### Texto de estudio

* * * * *

Al proponer reformar el Sistema General de Seguridad Social en Salud a través de la combinación de una Ley Estatutaria, ya aprobada, y una ley ordinaria en discusión, el Gobierno ha dejado claras al menos tres cosas que resultan bastante discutibles.

Primero, que no le gusta el esquema de aseguramiento individual derivado de la Ley 100 y que, en su opinión, era necesario darle un vuelco radical. Si bien, y por fortuna, no volvimos a los límites absurdos del proveedor único estatal, si resolvimos meterle mucho más Estado, mucha más centralización y mucha menos competencia.
 

Segundo, que cree que los grandes problemas que aquejan la provisión de este servicio se derivan de la intermediación privada de una parte de los recursos que financian al sistema.
 

Tercero, que la falta de correspondencia entre lo que aporta cada vinculado al sistema y la canasta de servicios a la que todos tienen derecho fundamental, no es un problema relevante.
 

Criticar el esquema de aseguramiento individual con base en casuísticas escandalosas, es todo un deporte nacional y traducir la indignación ciudadana al “publíquese y cúmplase” de la disposición legal es cosa de todos los días.

No obstante esta realidad, lo sorprendente es el reconocimiento que el Gobierno hace en su exposición de motivos a los indiscutibles logros que permitió la Ley 100, previa su decisión de agarrar a patadas la columna vertebral que los explica.

Sugerir que la creación de un monstruo estatal, encargado de ejecutar las decenas de millones de operaciones (recaudos, novedades y giros) que el sistema reporta cada día mejorará la eficiencia de un sistema cuyos costos administrativos no hicieron sino bajar a lo largo de los años, es una hipótesis contraintuitiva que carece de sustento conceptual o empírico. Mucho me temo que esta reforma, por la sola vía de la parálisis que engendrará sin remedio la peculiar solución para encarar las ineficiencias de las EPS, lejos de aliviar, ahondará el resentimiento ciudadano hacia el sistema.
 

Segundo, cuando el aseguramiento individual es provisto por el sector privado, su mala imagen intrínseca se exponencia en un país cuya animadversión al ánimo de lucro hace parte del ADN cultural. El caballito de batalla aquel de “la salud no es un negocio” sigue mutando de sonsonete impreciso a disposición legal.

* * * * *

Elementos listados en un conjunto de datos
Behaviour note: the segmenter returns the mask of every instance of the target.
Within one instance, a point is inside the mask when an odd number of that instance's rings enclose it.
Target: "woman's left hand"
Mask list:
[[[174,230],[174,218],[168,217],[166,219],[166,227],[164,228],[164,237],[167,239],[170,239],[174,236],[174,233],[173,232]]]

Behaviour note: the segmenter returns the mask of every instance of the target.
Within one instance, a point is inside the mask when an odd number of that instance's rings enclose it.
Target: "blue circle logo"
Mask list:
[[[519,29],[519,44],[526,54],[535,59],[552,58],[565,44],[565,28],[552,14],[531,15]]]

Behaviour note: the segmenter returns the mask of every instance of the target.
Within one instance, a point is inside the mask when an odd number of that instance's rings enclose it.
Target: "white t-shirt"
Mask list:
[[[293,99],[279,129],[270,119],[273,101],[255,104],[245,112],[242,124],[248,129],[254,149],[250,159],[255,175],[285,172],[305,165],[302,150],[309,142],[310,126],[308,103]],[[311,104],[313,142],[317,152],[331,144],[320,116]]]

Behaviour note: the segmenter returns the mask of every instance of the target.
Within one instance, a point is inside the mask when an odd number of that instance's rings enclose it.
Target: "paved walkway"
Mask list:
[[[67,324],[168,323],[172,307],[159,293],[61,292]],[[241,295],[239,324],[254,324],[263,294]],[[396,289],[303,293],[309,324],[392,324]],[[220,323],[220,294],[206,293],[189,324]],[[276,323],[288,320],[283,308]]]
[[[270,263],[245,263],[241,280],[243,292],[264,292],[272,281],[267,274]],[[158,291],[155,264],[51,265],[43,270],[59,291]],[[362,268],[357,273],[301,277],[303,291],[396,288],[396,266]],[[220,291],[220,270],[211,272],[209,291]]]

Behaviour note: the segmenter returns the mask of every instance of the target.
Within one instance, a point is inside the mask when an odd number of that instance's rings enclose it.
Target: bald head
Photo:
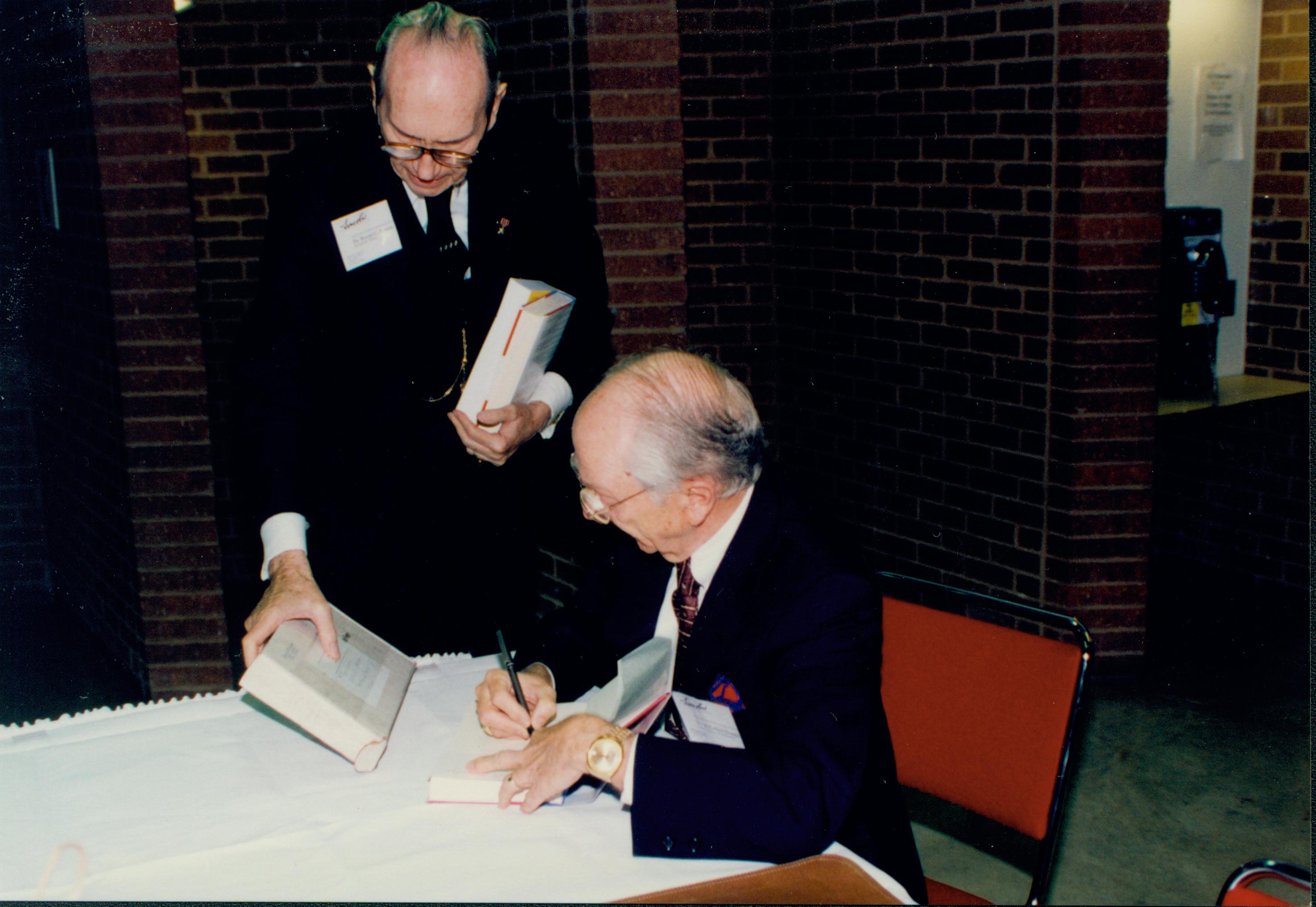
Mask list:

* * * * *

### Consignas
a) Según el texto sobre la reforma de la salud, ¿mediante qué combinación de leyes propone el Gobierno reformar el Sistema General de Seguridad Social en Salud?
b) Escribe una continuación del texto sobre la reforma de la salud a partir de su última oración.
Las líneas no guardan relación con el texto sobre la reforma de la salud.

### Respuestas numeradas
a) Mediante una Ley Estatutaria, ya aprobada, y una ley ordinaria en discusión.

b)
Ya están escriturados o en discusión avanzada mecanismos concretos de intervención estatal como el control de precios y el cercenamiento al aprovechamiento de las economías de escala y de alcance, en figuras como la delimitación geográfica y la integración vertical. Mucho me temo que esta reforma, por la vía de fustigar la iniciativa privada, terminará engendrando, en la práctica, un sistema dual consistente en un sector en decadencia, castigado por la sobrerregulación –el anterior SGSSS– y un sistema no regulado en el cual el sector privado se dedicará a innovar y competir, para beneficio de quienes pueden pagar un aseguramiento adicional al obligatorio, el cual dejarán de usar. Esta dualidad va, por supuesto, en total contravía de la equidad que todos queremos ver.

 

Por último, es absolutamente sorprendente que se haya decidido eliminar el concepto de Plan Obligatorio en Salud, es decir la definición de aquel conjunto de bienes y servicios a los cuales la vinculación al sistema general da derecho.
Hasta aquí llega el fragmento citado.